* START Material for this task *

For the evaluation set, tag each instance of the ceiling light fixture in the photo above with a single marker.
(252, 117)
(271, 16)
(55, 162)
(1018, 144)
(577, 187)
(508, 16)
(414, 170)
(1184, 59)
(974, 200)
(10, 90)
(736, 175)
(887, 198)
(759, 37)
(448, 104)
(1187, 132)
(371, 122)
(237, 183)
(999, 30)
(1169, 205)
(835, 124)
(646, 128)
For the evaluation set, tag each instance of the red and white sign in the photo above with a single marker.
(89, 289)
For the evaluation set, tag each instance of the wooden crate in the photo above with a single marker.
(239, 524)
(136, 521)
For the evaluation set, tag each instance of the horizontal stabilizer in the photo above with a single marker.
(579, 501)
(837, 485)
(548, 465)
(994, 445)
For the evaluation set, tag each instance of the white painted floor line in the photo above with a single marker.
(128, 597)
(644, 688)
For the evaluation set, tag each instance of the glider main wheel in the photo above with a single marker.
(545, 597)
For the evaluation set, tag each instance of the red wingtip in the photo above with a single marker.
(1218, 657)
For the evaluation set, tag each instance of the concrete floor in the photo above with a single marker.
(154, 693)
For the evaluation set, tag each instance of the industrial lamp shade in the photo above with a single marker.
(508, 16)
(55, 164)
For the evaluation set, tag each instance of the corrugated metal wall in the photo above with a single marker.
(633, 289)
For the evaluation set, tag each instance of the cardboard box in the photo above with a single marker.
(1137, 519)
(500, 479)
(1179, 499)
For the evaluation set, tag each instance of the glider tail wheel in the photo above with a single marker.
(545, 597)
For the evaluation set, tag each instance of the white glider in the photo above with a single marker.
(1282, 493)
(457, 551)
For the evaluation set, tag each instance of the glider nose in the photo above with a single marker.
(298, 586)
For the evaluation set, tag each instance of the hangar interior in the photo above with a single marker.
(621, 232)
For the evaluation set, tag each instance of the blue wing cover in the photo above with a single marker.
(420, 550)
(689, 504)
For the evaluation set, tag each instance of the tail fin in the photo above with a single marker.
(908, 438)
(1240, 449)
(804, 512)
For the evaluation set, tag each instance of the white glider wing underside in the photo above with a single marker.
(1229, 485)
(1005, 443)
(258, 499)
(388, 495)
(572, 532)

* END Material for this task *
* START Material for this task *

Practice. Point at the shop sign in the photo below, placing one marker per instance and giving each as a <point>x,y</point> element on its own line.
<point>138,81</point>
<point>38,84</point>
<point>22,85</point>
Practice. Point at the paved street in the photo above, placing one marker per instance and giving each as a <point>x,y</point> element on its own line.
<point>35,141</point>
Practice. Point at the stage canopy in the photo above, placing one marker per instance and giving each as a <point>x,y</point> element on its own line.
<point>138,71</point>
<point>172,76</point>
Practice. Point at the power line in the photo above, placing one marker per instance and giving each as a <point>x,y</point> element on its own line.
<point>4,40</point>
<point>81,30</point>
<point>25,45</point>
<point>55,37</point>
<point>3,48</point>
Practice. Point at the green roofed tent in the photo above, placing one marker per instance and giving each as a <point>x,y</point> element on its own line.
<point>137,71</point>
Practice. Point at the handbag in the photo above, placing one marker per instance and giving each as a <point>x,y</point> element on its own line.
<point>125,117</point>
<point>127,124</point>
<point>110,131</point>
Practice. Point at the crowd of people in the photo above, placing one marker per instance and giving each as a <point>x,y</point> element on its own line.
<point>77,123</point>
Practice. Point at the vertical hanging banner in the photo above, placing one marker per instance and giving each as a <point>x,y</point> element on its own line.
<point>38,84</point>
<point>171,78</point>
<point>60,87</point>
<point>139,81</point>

* END Material for this task *

**Task to carry out:** Copy out the listing lines verbatim, from the line containing "Practice. Point at the crowd" through the line containing "<point>139,81</point>", including both of those lines.

**Output for this exercise:**
Practice. Point at the crowd of people in the photo above, placing one marker per instance and giving each as a <point>x,y</point> element on its own line.
<point>77,123</point>
Practice. Point at the vertical hanging banner in the photo above, placing one marker per instance and giving each as a <point>x,y</point> element on its own line.
<point>38,84</point>
<point>171,78</point>
<point>60,87</point>
<point>139,81</point>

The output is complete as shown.